Exercise aim. The records should be repeated word for word, pictures excluded.

Records to use.

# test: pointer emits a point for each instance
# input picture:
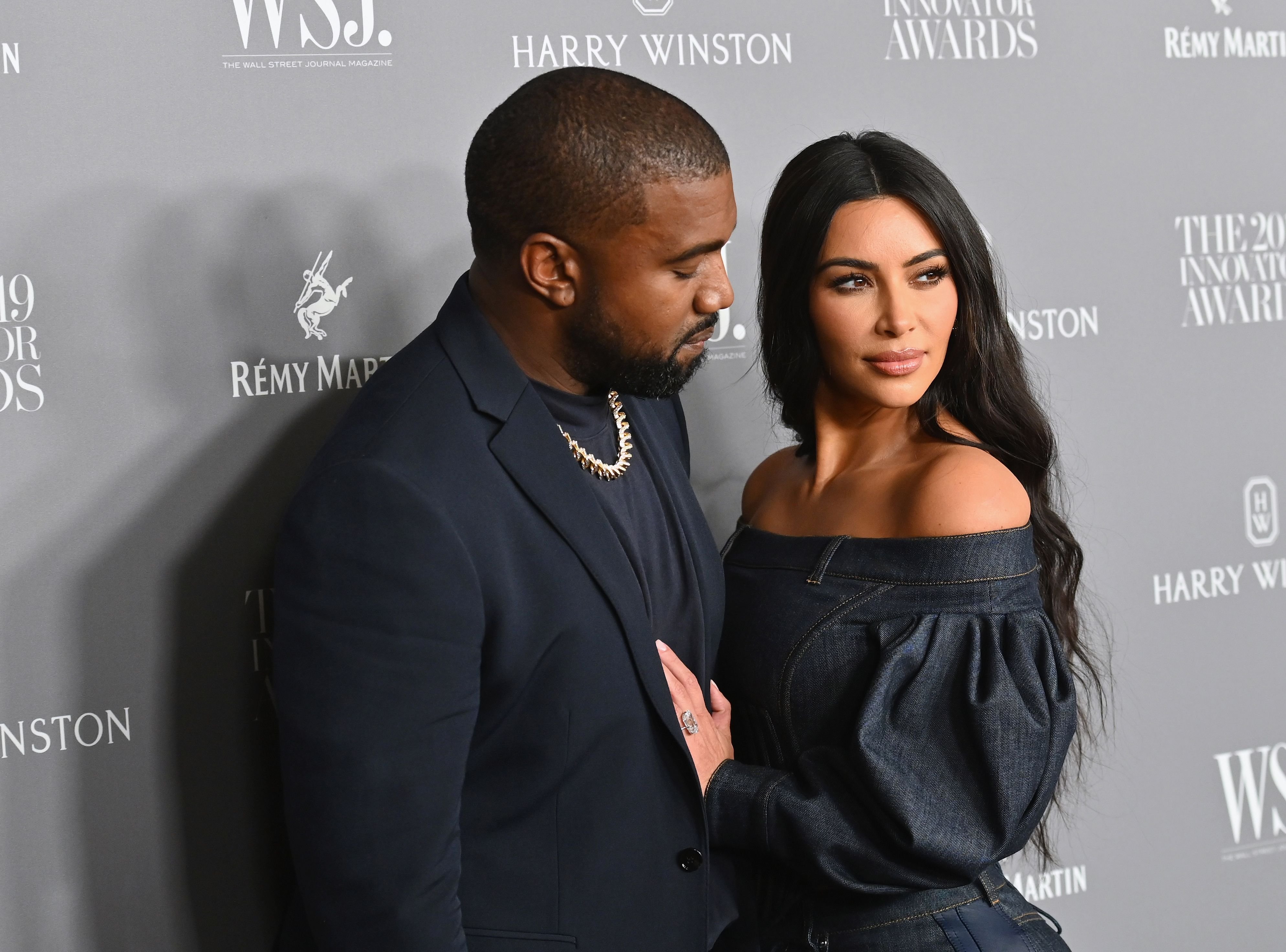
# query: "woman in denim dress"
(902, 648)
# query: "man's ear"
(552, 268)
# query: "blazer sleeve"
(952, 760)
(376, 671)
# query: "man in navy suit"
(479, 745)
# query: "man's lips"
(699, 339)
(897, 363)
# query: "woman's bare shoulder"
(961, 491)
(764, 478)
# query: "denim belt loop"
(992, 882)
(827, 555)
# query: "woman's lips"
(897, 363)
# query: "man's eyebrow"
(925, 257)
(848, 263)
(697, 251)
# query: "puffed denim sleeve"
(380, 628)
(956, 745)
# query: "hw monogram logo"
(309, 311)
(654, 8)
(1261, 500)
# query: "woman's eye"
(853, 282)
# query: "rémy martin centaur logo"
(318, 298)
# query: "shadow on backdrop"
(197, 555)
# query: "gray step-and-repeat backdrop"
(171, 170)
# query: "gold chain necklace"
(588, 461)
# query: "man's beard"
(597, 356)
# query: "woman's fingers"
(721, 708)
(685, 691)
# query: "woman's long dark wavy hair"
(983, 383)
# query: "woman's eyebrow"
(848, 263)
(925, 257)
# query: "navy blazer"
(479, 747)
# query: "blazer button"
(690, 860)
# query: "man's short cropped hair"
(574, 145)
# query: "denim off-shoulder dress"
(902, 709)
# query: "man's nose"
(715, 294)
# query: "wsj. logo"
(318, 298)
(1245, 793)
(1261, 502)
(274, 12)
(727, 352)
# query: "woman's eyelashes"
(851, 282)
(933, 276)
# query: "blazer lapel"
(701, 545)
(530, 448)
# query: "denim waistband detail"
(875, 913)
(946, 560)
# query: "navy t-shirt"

The answer.
# test: pointer emits a point for each instance
# input picture:
# query: "woman in denim dress"
(902, 648)
# query: "man's ear"
(552, 268)
# query: "blazer sleeve"
(952, 760)
(376, 671)
# query: "man in navy suit"
(479, 745)
# query: "man's lips"
(699, 339)
(897, 363)
# query: "woman's bare shoulder"
(961, 491)
(764, 478)
# query: "denim belt loop"
(992, 882)
(827, 555)
# query: "woman's lips"
(897, 363)
# query: "man's eyebrow"
(925, 257)
(848, 263)
(697, 251)
# query: "puffed denim sleeve"
(380, 628)
(956, 745)
# query: "hw monogram logo"
(309, 311)
(654, 8)
(1261, 500)
# query: "woman's eye"
(853, 282)
# query: "rémy martin centaur logo"
(318, 298)
# query: "shadow on backdrop"
(197, 555)
# query: "gray step-and-repeat backdrop"
(171, 170)
# query: "gold chain necklace"
(588, 461)
# query: "man's beard"
(597, 356)
# query: "woman's fingers"
(721, 708)
(685, 691)
# query: "woman's long dark wavy hair"
(983, 383)
# query: "woman's eyebrow"
(848, 263)
(925, 257)
# query: "navy blazer"
(479, 747)
# query: "blazer button"
(690, 860)
# query: "man's short cropped hair"
(574, 145)
# query: "denim off-shoulder dress"
(902, 709)
# query: "man's nose"
(715, 294)
# query: "wsj. logo"
(318, 298)
(1245, 793)
(1261, 502)
(274, 12)
(727, 352)
# query: "woman's eyelashes"
(851, 282)
(933, 276)
# query: "blazer lapel"
(701, 545)
(530, 448)
# query: "denim waistband detail"
(875, 913)
(946, 560)
# query: "navy t-shirt"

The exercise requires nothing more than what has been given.